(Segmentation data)
--------------------
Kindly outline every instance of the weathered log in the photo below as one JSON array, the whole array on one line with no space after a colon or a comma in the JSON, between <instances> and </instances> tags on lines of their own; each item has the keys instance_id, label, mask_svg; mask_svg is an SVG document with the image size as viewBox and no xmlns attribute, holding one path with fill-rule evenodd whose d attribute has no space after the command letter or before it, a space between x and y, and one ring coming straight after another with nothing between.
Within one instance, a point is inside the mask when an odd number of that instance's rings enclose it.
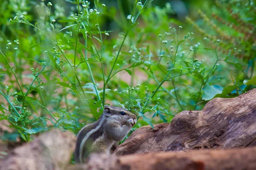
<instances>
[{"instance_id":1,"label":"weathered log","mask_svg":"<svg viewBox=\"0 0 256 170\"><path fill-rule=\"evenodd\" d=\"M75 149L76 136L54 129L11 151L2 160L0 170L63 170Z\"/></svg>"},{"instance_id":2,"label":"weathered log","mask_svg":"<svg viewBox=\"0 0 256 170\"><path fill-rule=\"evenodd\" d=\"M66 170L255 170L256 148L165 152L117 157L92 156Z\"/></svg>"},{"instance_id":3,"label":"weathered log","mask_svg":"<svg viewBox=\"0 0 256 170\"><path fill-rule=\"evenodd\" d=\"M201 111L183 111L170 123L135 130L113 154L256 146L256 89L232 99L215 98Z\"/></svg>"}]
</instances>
--------------------
## Work to complete
Restate the listing above word for word, and skip the pictures.

## Solution for this problem
Kindly outline every instance of the weathered log in the photo below as one JSON array, the whole array on one line with no space after a colon or a comma in the JSON, between <instances> and </instances> tags on lines of their own; each item has the keys instance_id, label, mask_svg; mask_svg is an SVG document with the image size as viewBox and no xmlns attribute, holding one path with fill-rule evenodd whose d attribute has no space after the command letter or before it, a space between x and y, and one ring coming straight after another with nothing between.
Within one instance, a point is inside the mask when an odd number of that instance's rings enclose it.
<instances>
[{"instance_id":1,"label":"weathered log","mask_svg":"<svg viewBox=\"0 0 256 170\"><path fill-rule=\"evenodd\" d=\"M75 149L76 136L54 129L11 151L2 160L0 170L63 170Z\"/></svg>"},{"instance_id":2,"label":"weathered log","mask_svg":"<svg viewBox=\"0 0 256 170\"><path fill-rule=\"evenodd\" d=\"M66 170L255 170L256 148L165 152L117 157L92 156Z\"/></svg>"},{"instance_id":3,"label":"weathered log","mask_svg":"<svg viewBox=\"0 0 256 170\"><path fill-rule=\"evenodd\" d=\"M201 111L183 111L170 123L135 130L113 154L256 146L256 89L232 99L215 98Z\"/></svg>"}]
</instances>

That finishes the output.